— EXERCISE DESCRIPTION —
Your task is to transcribe each record exactly and to omit every image.

— Dataset items —
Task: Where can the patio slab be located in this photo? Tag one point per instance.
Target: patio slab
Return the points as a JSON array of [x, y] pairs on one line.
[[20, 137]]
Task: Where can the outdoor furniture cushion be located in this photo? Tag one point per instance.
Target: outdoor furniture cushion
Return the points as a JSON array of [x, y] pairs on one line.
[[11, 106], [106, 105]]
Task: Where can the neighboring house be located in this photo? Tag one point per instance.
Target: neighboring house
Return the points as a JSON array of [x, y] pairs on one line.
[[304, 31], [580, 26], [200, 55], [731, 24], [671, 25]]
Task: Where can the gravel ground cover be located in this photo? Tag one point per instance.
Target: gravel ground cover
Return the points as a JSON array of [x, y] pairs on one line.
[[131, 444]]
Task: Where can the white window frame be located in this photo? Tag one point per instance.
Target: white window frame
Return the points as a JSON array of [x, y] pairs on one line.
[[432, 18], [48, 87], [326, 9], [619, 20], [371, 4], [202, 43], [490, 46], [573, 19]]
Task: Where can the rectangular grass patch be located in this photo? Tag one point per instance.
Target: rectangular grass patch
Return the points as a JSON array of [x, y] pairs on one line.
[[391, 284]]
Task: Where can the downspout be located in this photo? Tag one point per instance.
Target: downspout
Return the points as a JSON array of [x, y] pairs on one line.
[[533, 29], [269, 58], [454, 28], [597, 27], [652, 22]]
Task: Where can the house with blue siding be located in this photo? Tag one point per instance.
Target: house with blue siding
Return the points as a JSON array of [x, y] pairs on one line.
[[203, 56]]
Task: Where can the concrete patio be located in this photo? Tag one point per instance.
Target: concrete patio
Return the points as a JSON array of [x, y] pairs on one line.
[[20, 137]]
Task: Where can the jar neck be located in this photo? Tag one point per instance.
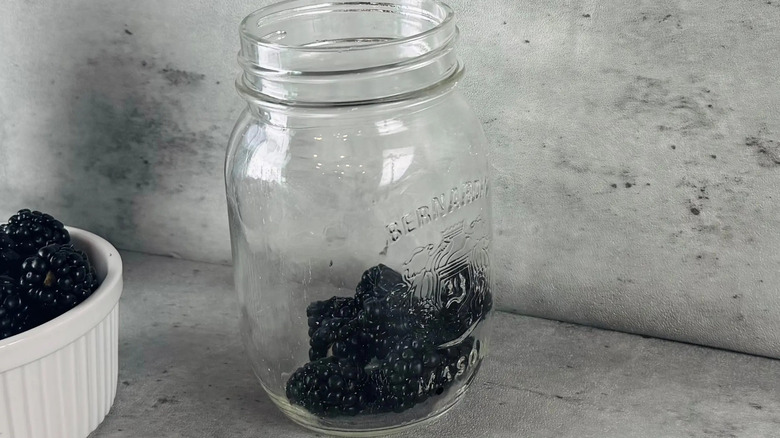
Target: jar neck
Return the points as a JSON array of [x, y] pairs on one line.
[[315, 53]]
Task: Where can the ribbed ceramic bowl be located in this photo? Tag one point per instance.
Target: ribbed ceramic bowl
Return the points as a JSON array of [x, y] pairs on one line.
[[59, 379]]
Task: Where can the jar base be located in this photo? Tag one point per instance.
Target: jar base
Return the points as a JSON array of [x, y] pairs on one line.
[[294, 413]]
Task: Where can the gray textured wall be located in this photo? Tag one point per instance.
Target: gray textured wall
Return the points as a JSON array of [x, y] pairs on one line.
[[636, 146]]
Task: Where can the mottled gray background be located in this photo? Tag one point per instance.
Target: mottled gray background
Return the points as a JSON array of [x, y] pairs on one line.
[[636, 146]]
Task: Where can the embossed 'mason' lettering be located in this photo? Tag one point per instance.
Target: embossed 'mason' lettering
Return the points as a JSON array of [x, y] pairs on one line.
[[441, 205]]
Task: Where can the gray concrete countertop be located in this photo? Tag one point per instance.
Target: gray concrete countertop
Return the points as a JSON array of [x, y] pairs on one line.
[[183, 373]]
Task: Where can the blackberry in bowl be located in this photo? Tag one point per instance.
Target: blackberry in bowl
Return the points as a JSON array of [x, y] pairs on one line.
[[59, 325]]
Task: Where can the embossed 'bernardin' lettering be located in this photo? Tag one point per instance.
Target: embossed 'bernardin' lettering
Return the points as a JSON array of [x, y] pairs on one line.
[[467, 193], [437, 205], [410, 222], [454, 200], [440, 206], [423, 217]]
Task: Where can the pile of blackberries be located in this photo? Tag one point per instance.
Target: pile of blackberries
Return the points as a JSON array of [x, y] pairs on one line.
[[42, 275], [382, 350]]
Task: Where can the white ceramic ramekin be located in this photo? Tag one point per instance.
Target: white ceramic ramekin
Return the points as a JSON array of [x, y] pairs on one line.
[[59, 379]]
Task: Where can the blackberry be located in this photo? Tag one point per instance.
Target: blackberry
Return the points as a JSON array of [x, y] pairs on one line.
[[383, 283], [58, 278], [10, 260], [16, 315], [32, 230], [414, 371], [329, 387]]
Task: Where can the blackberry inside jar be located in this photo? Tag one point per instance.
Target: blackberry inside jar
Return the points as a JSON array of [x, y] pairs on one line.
[[359, 204]]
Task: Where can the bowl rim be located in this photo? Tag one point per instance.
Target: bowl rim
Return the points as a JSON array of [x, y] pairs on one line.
[[53, 335]]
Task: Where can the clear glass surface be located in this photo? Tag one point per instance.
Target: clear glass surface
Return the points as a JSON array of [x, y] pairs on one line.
[[341, 181]]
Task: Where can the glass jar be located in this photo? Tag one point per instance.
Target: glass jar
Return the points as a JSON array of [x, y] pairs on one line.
[[359, 206]]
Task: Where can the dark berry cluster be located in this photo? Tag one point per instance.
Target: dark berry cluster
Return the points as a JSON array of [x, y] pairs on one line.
[[381, 350], [41, 274]]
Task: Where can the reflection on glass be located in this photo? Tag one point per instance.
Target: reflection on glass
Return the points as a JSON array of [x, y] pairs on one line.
[[396, 162], [271, 154]]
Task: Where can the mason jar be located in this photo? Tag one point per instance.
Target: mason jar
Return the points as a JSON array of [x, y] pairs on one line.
[[359, 204]]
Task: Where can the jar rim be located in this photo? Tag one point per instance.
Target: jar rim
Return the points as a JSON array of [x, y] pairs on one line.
[[346, 51], [293, 6]]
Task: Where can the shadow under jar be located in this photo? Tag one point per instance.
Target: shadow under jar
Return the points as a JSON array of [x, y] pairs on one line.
[[359, 205]]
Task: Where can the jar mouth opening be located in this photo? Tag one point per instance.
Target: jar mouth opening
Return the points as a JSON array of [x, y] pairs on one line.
[[265, 27]]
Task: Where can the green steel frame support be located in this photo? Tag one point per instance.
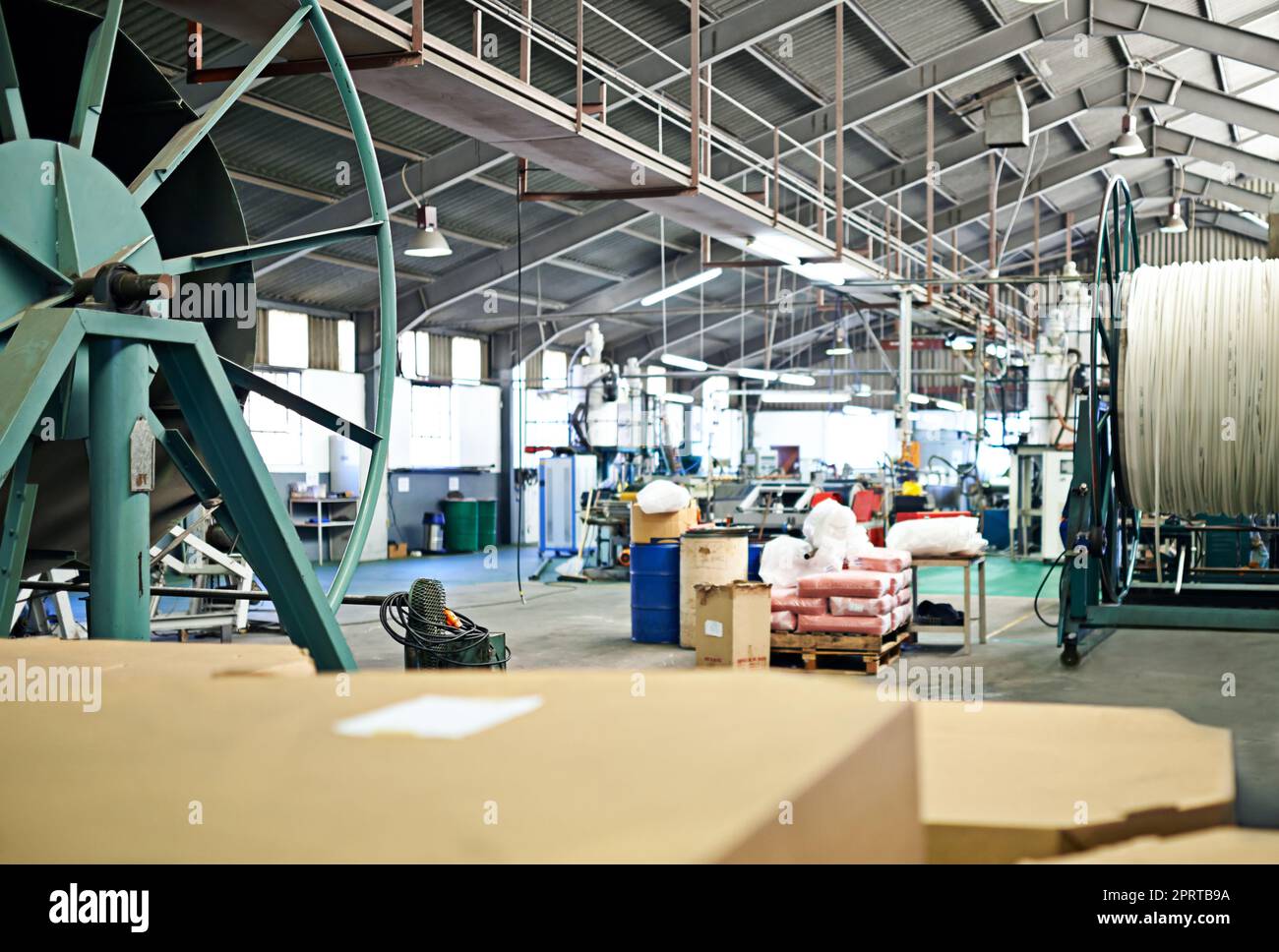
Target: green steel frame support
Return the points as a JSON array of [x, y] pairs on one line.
[[33, 366], [388, 329], [119, 580], [97, 69], [17, 525], [46, 337], [13, 119]]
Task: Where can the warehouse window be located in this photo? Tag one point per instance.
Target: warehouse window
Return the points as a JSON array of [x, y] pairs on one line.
[[414, 349], [467, 361], [656, 380], [554, 370], [346, 346], [288, 338], [431, 427], [276, 430]]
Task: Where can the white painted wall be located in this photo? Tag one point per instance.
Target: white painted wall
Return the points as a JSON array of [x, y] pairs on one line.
[[835, 439]]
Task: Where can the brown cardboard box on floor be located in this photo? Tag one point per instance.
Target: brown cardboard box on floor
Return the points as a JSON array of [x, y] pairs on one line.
[[1008, 781], [1222, 845], [733, 626], [661, 525], [115, 658], [668, 765]]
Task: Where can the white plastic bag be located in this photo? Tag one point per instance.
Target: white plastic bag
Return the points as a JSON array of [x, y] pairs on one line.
[[831, 529], [954, 536], [783, 562], [663, 496]]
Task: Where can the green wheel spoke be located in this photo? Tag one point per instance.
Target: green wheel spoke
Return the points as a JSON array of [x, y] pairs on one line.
[[97, 71], [269, 250], [190, 136], [13, 119]]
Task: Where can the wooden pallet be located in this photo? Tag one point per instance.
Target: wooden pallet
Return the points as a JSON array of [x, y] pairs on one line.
[[839, 651]]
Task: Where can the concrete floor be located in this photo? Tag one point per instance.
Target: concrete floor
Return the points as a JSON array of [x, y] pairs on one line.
[[588, 626]]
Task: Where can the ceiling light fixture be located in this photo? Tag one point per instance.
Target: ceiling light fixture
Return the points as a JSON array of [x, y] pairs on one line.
[[1129, 144], [681, 286], [798, 380], [1176, 225], [686, 363], [427, 242], [788, 251], [840, 346], [804, 396]]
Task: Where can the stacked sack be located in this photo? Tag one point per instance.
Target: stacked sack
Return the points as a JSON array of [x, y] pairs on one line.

— TASK RESULT —
Task: Where can the patio slab be located in this photo? Tag one point per instance.
Target: patio slab
Return the points as a JSON array of [x, y] pairs on one line.
[[20, 137]]
Task: Where can the outdoor furniture cushion be located in this photo? Tag one point per instance.
Target: outdoor furniture cushion
Return the points as a JSON array of [x, y] pairs on one line.
[[11, 106], [106, 105]]
Task: Where can the neighboring house be located in this photo? Tag one point per instance.
Target: neighboring house
Return the points as a JSON array of [x, y] pairs on one line.
[[304, 31], [580, 26], [200, 55], [731, 24], [671, 25]]
Task: Where can the gravel ground cover be located in this photo? Tag one point per instance.
Target: gravel ground cover
Return the points as a JSON array of [x, y] pairs on one line.
[[131, 444]]
Task: Where can the white window frame be located in this photo? Tag one point per instance.
Target: white window frame
Return the points as a JSON array of [x, y] pairs on one line.
[[432, 18], [48, 87], [326, 9], [619, 20], [371, 4], [202, 43], [490, 46], [573, 19]]
Task: Where can the rectangular grass patch be located in this photo? Tag one point per instance.
Target: rectangular grass patch
Return the points as a JSON array of [x, y] pairs on one line.
[[391, 284]]
Task: Where can the downspout be located in this photo? Tag one point per instance.
Target: downspout
Return the points as a JSON array of [x, y] pairs on one line.
[[533, 29], [269, 58], [454, 28], [597, 27], [652, 22]]
Task: Where can the house with blue siding be located in this photo? Tag one point per instance.
Target: house with blue siding
Return the points as a JSON array of [x, y] pairs on one line.
[[203, 56]]
Task: Where can the concrete patio be located in this photo? Tag one point per instance.
Target: concrete patio
Return the points as a JSON array of [x, y] pairs on one line.
[[20, 137]]
Task: Where can the jar neck be located in this photo? Tag one point per instance.
Target: jar neck
Return the points as a JSON array of [x, y] pairs on one line.
[[315, 53]]
Task: Where can the ribbed ceramic bowl be located in this photo? Tag one point per instance.
Target: ribbed ceramic bowl
Return the points as a JSON array of [x, y] pairs on one line.
[[59, 379]]
Task: Where can the jar base be located in this photo? Tag one point per instance.
Target: jar base
Return the points as a JSON array of [x, y] pairs on one line.
[[294, 413]]
Task: Where can the gray textured wall be located in this photo? Tag one point per instance.
Target: gray textured wall
Return the points as a JSON array of [x, y] pairs on one line.
[[636, 146]]
Task: Where can the mottled gray background be located in this photo? Tag one point per instance.
Target: mottled gray background
Return the points as a JSON array of [x, y] pairs on one line.
[[636, 146]]
Task: Where can the embossed 'mason' lettering be located in this photo? Tag one point per instance.
Target: embossed 'mason' lettering
Return the points as a JSON array of [x, y] pairs on one line.
[[441, 205]]
Task: Where can the gray concrete countertop be located in this photo? Tag one point per instance.
Target: gray concrete countertop
Return the points as a JSON array of [x, y] pairs on one line.
[[183, 373]]
Task: Where can the blackberry in bowl be located in this photo? Tag one point per instance.
Target: blackberry in bowl
Return the points as a JSON array of [x, y] pairs on one line.
[[59, 325]]
Task: Where can the embossed 'bernardin' lettering be located in this photo? Tag one point per instance.
Target: embossed 'bernardin' lettering
Return the points as a JSON array of [x, y] pairs on one line.
[[467, 193], [437, 205], [410, 222], [454, 200], [440, 206], [423, 217]]
Task: Where can the pile of blackberries be located in this photo? Tag one point per instance.
Target: pile of blackberries
Return the points as a JSON array of [x, y] pairs on one line.
[[42, 275], [382, 350]]
Task: Where can the white ceramic ramekin be located in this photo? Tag one point per instance.
Target: white ceramic ramekin
Return the points as a JSON array of [x, y] pairs on one line.
[[59, 379]]
Task: Where can the blackberry be located in this photo? Tag one point per instance.
Target: blackberry
Return the points as a JSON array of [x, y] pairs on one line.
[[383, 283], [58, 278], [10, 260], [16, 315], [32, 230], [414, 371], [329, 387]]
Task: Where can the blackberry inside jar be located in this photo? Tag one point per instance.
Target: blackberry inside jar
Return the points as a JSON array of [x, y] pairs on one line.
[[359, 204]]
Task: Where can the bowl rim be located in this photo? Tag one point per instance.
Target: bowl rim
Return the points as a JSON array of [x, y] pairs on one line.
[[53, 335]]
Task: Where can the clear glass surface be located in this photo? Tag one point per instance.
Target: clear glass surface
Return the points as a JSON array of [x, y] pairs on one line.
[[341, 181]]
Task: Where can the glass jar be located in this photo? Tag one point per instance.
Target: glass jar
Return the points as a JSON array of [x, y] pairs on one line.
[[359, 206]]
Task: Where can the dark berry cluster be located in this photo? Tag one point per instance.
Target: dark berry cluster
Return the points as a JSON array of [x, y] pairs on one line.
[[381, 350], [41, 274]]
Task: Where can the reflection on glass be located in this photo? Tag one point per instance.
Target: reflection on glass
Return the points as a JSON array of [x, y] pairs on one line.
[[396, 162], [271, 154]]
Task: Where can the mason jar be located in this photo? Tag one point per instance.
Target: mason jar
Return the points as a JSON array of [x, y] pairs on one line.
[[359, 204]]
Task: Where can the jar rim be located in this photo? Tag one point per instance.
Target: jar rim
Return the points as a JSON array of [x, y] pairs on one line.
[[346, 51], [293, 6]]
Task: Where can the shadow under jar be located in this photo? Tag one point per instance.
Target: shadow under jar
Return the points as a JSON array of [x, y] pairs on one line.
[[359, 205]]
Task: Where can the jar mouth opening be located in this photo? Tag one point per instance.
Target: jar mouth opening
Return the points as a JSON array of [x, y] pairs on one line.
[[265, 27]]
Task: Where can the green steel frame support be located in this photo? Tag one point per instance.
Target: green steel frame support
Return the points as a JSON array of [x, y] pairs on one line.
[[33, 366], [388, 329], [119, 580], [97, 69], [17, 525], [46, 337], [13, 119]]
Task: Where can the warehouse window be located in this photo? Tag one point per instance.
Target: warehouse window
Return the points as a JSON array of [x, y] pairs on one line.
[[414, 349], [467, 361], [656, 380], [554, 370], [346, 346], [288, 338], [431, 427], [276, 430]]
Task: Where can the white painted wall be located in this photo? Tag one point per instance.
Target: white painted wall
Return the points as a JSON array of [x, y] pairs on one line.
[[835, 439]]
Task: Where can the brown cardboard box on floor be located in this photo? Tag one point per instance.
Target: brown cardboard box on floor
Return the points as a JSON array of [x, y] pairs on one line.
[[1008, 781], [1222, 845], [733, 626], [661, 525], [115, 658], [668, 765]]
Task: Where can the white plastic bag be located in this photo? Tag one point per instance.
Target: white plastic bag
Return the points as a JSON array of [x, y] pairs on one line.
[[831, 529], [954, 536], [783, 562], [663, 496]]
Task: Where can the green wheel spoke be located in this photo? Tag one point per instance.
Target: green wheel spoke
Return the points as a JSON array of [x, y] pairs on one line.
[[97, 71], [269, 250], [190, 136], [13, 119]]
Task: Where can the wooden pallet be located in this photo? Tag one point per instance.
Target: wooden pallet
Return the points as a JSON array of [x, y] pairs on one line.
[[839, 651]]
Task: Where can the concrete floor be located in this photo? Tag one point per instance.
Target: concrete floor
Return the points as a JSON array of [x, y] pairs on one line.
[[588, 626]]
Task: Where can the ceiling light fixture be located in this photo? Tag one point per instance.
Target: ceiling light fixture
Return the points as a JSON array of [x, y] pairs on one line.
[[1129, 144], [681, 286], [798, 380], [1176, 225], [686, 363], [427, 242], [788, 251], [840, 346], [804, 396]]
Task: Where can the stacked sack be located in this photo? Tag one point per instance.
Target: stacked sack
Return the points as a JSON array of [x, y] pairs on one line.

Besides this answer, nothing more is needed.